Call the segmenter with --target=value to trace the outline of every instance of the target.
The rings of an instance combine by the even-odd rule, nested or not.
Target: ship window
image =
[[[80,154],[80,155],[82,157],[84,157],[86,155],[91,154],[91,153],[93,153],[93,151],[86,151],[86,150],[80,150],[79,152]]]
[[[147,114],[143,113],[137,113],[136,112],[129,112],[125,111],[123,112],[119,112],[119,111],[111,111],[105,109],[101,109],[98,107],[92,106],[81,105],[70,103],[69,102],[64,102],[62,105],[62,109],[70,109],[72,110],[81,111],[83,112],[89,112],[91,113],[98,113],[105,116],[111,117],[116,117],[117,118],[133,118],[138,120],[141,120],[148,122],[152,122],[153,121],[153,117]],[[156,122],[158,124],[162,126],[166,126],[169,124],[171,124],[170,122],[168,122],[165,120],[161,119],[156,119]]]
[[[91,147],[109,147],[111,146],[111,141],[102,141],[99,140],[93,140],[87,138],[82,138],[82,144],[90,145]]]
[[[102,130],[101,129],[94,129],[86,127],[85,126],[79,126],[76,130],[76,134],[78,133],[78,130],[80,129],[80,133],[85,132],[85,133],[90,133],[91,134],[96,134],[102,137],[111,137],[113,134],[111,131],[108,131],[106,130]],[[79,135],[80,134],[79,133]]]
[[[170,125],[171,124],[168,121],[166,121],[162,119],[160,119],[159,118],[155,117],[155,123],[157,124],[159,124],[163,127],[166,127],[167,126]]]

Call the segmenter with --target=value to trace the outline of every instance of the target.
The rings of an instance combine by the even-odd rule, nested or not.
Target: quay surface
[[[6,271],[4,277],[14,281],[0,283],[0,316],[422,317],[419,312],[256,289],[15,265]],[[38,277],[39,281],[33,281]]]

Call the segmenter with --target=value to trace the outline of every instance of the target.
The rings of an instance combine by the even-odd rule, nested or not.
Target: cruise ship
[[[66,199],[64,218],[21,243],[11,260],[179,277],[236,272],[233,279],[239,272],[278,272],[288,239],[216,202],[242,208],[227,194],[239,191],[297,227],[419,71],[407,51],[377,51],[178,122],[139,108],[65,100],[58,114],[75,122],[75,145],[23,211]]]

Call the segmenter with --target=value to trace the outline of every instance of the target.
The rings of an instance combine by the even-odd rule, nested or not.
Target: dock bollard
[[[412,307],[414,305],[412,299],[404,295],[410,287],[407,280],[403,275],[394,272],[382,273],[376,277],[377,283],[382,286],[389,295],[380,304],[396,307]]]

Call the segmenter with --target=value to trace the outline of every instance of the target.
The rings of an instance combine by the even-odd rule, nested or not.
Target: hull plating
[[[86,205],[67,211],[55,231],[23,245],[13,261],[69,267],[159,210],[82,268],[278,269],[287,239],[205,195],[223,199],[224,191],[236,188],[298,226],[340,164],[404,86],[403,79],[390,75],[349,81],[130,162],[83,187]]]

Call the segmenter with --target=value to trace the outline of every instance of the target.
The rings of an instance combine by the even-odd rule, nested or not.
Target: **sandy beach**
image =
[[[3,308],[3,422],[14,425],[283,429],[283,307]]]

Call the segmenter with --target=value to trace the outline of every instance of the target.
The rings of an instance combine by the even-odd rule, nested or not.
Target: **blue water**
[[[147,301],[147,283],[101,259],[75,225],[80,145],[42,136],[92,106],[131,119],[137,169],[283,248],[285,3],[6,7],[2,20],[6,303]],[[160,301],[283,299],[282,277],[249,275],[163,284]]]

_ _ _ _ _ _ _

## CHALLENGE
Report every line of the records that contains the string "ship". Case counts.

## EXERCISE RESULT
Target: ship window
Target: cruise ship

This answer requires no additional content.